2022.4.23 第990回放送分 『生活習慣病』4回目 ゲスト:西尾 善彦ドクター


二見いすず: 今月のドクタートークは「生活習慣病」をテーマにお送りしています。
お話は鹿児島県医師会の西尾善彦(にしお よしひこ)ドクターです。
西尾さん、どうぞよろしくお願いいたします。

西尾 善彦Dr: よろしくお願いいたします。

二見いすず: 先週は脂質異常症について教えていただきました。
病気になった場合、悪玉コレステロールが多い人と中性脂肪が多い人では、治し方が異なるというお話でしたね。

西尾 善彦Dr: はい。
今日はそれぞれの治療法についてお伝えします。
まず、悪玉コレステロールが多い人は、遺伝などの体質が原因の場合が多いです。
ご両親やご兄弟の中に、「コレステロールの値が高い」と言われた方がいたり、心臓の病気や脳卒中の方がいたりする場合は、気をつけるようにしましょう。

二見いすず: 悪玉コレステロールの多い人が食事で気をつけることはありますか?

西尾 善彦Dr: はい。
体内のコレステロールの3分の1は、食事由来です。
肉の脂、鳥の脂、ラードといった動物性の脂は、コレステロールを吸収するのを促進するので気をつけましょう。

二見いすず: 体内のコレステロールの3分の1は食事由来なんですね。
残りの3分の2のコレステロールはどのようにして作られるのでしょうか?

西尾 善彦Dr: 肝臓で作られます。
この肝臓で作るのを止めるのが、スタチンと呼ばれる薬で、特効薬として使われています。
飲むと悪玉コレステロールが半分になります。
コレステロールが高い人は、薬でコレステロールを下げると同時に、動脈硬化のリスクを下げることも大切です。

二見いすず: わかりました。
続いて、中性脂肪が多い人の治療について教えてください。

西尾 善彦Dr: はい。

→ 保存済みの項目:
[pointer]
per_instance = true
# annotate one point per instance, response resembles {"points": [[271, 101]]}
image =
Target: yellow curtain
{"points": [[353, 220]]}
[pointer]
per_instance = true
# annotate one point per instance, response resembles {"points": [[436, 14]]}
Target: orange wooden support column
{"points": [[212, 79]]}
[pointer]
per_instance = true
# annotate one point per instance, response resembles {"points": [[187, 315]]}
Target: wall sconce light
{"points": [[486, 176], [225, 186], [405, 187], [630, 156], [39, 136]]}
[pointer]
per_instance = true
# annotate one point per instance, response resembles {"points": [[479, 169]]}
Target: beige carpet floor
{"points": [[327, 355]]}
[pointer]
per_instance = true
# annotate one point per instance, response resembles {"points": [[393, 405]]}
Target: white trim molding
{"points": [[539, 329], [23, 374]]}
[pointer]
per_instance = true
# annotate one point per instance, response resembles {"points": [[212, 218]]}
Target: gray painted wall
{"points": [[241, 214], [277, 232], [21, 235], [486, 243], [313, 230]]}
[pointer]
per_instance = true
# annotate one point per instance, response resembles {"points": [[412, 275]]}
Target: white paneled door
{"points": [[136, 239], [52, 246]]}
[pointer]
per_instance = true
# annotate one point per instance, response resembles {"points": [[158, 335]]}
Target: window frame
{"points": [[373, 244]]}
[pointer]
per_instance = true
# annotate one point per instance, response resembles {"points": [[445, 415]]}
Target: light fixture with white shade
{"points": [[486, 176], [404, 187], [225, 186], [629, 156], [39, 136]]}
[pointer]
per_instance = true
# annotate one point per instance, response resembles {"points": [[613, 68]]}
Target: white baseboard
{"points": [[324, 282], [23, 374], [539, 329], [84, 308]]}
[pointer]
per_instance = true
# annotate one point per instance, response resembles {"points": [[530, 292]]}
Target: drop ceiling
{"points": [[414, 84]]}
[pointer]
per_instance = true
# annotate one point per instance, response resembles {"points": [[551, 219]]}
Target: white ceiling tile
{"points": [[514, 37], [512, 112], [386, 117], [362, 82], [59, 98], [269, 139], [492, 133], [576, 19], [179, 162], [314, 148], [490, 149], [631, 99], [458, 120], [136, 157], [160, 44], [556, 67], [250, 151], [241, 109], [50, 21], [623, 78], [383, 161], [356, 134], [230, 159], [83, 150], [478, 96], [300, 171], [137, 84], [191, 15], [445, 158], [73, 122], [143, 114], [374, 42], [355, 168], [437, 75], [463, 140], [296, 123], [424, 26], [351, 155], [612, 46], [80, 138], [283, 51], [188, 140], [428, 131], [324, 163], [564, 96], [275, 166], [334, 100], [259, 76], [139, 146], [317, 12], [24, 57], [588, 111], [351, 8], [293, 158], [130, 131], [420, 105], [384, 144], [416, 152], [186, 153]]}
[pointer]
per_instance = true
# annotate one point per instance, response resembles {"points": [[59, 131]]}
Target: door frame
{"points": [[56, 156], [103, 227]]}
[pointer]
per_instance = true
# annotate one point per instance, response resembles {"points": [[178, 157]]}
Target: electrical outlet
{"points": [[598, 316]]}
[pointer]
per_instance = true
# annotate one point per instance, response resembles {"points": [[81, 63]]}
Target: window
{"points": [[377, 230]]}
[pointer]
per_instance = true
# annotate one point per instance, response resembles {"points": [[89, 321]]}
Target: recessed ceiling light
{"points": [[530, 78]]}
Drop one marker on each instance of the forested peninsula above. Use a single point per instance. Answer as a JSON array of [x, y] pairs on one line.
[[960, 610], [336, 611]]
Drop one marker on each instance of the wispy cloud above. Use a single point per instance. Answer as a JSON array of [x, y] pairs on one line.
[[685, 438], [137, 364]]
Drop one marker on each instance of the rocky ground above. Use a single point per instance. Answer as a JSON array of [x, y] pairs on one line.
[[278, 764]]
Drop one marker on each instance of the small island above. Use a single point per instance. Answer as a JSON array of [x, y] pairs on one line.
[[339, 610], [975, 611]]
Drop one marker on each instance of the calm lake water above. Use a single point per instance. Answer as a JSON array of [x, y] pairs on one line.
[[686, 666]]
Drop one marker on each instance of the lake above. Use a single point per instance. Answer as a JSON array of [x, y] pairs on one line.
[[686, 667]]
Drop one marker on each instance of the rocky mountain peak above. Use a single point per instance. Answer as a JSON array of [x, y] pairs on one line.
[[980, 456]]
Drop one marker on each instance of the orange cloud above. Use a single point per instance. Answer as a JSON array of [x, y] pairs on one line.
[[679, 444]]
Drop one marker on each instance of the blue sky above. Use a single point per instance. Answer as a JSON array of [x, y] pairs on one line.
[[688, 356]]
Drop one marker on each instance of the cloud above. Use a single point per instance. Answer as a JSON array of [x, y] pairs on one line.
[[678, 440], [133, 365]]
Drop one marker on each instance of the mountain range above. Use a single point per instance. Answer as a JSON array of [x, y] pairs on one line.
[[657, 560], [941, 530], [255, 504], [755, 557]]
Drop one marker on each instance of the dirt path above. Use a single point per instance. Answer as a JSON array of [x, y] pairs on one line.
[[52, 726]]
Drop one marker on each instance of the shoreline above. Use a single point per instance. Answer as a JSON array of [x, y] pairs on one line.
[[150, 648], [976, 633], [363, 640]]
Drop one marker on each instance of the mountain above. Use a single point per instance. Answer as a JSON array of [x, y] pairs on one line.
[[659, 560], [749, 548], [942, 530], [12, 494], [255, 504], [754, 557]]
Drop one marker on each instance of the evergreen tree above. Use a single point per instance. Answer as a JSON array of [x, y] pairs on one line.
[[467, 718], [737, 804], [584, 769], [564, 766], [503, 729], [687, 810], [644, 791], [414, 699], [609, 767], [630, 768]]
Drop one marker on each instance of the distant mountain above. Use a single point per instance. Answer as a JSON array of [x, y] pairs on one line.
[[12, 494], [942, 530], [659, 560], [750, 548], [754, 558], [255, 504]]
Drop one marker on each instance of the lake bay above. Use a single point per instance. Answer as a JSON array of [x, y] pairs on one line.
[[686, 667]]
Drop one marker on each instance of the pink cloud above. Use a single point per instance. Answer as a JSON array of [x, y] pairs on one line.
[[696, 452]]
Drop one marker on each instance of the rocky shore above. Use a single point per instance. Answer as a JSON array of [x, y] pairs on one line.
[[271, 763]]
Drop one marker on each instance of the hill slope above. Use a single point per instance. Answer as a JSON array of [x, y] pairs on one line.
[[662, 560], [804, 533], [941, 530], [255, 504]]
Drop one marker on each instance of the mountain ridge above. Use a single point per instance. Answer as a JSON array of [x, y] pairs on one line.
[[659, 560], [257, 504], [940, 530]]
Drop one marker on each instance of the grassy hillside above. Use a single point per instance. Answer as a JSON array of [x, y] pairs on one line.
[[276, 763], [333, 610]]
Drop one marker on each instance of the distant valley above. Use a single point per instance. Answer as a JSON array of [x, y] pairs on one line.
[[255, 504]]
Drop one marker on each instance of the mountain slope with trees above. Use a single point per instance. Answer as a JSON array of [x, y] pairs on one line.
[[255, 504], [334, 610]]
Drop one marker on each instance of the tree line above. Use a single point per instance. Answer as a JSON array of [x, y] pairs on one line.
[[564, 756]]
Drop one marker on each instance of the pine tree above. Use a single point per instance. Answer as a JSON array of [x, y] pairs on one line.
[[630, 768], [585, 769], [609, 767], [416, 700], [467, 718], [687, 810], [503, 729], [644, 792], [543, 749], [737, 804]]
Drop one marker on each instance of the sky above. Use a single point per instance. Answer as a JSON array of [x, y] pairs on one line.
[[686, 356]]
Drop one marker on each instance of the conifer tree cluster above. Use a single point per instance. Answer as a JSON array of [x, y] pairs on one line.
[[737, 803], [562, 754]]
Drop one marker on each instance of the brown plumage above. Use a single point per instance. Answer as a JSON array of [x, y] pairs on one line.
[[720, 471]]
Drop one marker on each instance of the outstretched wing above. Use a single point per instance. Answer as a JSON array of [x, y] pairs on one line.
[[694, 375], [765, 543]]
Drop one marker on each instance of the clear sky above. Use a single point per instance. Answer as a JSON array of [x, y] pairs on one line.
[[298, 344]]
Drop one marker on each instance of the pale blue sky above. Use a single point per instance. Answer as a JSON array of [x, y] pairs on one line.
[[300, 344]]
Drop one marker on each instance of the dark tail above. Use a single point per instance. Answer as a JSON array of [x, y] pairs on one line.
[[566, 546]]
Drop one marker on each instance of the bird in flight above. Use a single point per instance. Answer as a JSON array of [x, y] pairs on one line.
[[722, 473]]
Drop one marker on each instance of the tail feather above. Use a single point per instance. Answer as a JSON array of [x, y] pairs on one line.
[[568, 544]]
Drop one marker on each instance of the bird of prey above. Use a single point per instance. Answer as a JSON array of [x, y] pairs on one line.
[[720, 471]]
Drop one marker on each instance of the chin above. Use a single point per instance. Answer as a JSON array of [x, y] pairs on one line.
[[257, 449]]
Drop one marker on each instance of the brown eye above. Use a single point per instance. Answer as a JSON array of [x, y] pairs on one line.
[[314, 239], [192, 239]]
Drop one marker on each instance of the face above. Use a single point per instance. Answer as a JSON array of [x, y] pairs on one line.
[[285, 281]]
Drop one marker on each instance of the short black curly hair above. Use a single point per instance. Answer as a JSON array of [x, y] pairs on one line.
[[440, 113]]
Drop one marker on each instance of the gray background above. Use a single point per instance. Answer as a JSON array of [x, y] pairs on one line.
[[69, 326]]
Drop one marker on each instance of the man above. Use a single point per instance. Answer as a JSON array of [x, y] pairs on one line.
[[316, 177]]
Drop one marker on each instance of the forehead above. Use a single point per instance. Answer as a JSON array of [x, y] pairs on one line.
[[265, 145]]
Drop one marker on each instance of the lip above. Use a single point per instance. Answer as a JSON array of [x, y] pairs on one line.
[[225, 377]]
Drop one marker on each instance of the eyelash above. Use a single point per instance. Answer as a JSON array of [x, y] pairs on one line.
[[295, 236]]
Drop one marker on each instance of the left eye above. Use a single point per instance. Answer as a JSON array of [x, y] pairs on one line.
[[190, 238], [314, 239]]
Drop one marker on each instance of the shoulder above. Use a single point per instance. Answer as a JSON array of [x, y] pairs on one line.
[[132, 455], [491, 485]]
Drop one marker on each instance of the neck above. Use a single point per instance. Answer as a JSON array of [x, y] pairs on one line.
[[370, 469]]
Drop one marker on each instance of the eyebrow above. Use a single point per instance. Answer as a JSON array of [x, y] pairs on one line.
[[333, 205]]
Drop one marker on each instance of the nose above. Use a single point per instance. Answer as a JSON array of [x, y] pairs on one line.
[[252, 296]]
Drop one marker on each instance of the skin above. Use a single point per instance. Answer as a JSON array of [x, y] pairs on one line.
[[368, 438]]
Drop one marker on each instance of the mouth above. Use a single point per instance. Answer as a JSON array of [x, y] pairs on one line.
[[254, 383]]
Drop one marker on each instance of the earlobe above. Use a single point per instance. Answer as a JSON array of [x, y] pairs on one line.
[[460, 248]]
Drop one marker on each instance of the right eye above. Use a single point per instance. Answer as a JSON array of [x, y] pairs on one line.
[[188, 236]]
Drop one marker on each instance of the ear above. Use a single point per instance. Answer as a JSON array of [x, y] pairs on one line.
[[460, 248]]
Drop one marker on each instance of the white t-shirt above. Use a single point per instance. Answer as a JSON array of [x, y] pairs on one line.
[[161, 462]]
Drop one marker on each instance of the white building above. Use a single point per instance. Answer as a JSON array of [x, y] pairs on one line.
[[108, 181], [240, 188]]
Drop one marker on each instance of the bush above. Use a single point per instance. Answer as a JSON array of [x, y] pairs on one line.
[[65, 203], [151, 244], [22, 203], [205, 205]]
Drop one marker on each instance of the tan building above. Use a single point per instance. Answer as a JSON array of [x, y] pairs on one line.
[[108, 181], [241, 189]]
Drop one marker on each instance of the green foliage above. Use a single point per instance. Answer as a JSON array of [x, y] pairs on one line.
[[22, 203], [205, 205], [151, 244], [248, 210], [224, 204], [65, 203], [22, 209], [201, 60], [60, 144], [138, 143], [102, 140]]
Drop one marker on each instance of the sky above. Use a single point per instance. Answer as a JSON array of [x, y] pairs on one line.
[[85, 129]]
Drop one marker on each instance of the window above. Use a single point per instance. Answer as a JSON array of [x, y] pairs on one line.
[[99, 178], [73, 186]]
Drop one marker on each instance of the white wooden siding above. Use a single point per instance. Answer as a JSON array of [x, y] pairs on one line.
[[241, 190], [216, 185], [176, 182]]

→ 作業一覧:
**A)** 生活習慣病の対談から、「二見いすず: 悪玉コレステロールの多い人が食事で気をつけることはありますか?」と「スクを下げることも大切です。」の間を、両端も含めて一字も変えずに書き写すこと。
**B)** 脂質異常症の治療を扱う生活習慣病の対談を、最後の文の後から書き進めること。

→ 各問の解答:
**A)**
二見いすず: 悪玉コレステロールの多い人が食事で気をつけることはありますか?

西尾 善彦Dr: はい。
体内のコレステロールの3分の1は、食事由来です。
肉の脂、鳥の脂、ラードといった動物性の脂は、コレステロールを吸収するのを促進するので気をつけましょう。

二見いすず: 体内のコレステロールの3分の1は食事由来なんですね。
残りの3分の2のコレステロールはどのようにして作られるのでしょうか?

西尾 善彦Dr: 肝臓で作られます。
この肝臓で作るのを止めるのが、スタチンと呼ばれる薬で、特効薬として使われています。
飲むと悪玉コレステロールが半分になります。
コレステロールが高い人は、薬でコレステロールを下げると同時に、動脈硬化のリスクを下げることも大切です。

**B)**
中性脂肪が多い人の場合は、食事をたくさん食べるなどの肥満が原因なので、脂になりやすい食べ物に気をつけるようにしてください。
砂糖が多く含まれる、ジュースやお菓子、フルーツなどの摂りすぎはよくありません。
アルコールも体内に入ると脂になりますので適量を守りましょう。
天ぷらやフライなどの脂っこい食事にも注意してください。

二見いすず: 分かりました。
食事以外に注意することはありますか?

西尾 善彦Dr: 肥満にならないよう、運動をして余分なカロリーを消費することが大切です。
ウォーキングをする際は、歩きながら会話できる程度の速さで、息切れしないように15分以上歩くようにしましょう。


二見いすず: 他に何か気をつけることはありますか。

西尾 善彦Dr: 中性脂肪が多い方は、動脈硬化のリスクもあるほか、膵炎と言って膵臓の炎症を起こす病気になる可能性があります。
膵炎は命に関わることがあり、痛みも出ますので、日頃から食事と運動に気をつけるようにしましょう。


二見いすず: 今月は生活習慣病についてお伝えしてまいります。
お話は鹿児島県医師会の西尾善彦ドクターでした。
ありがとうございました。

西尾 善彦Dr: ありがとうございました。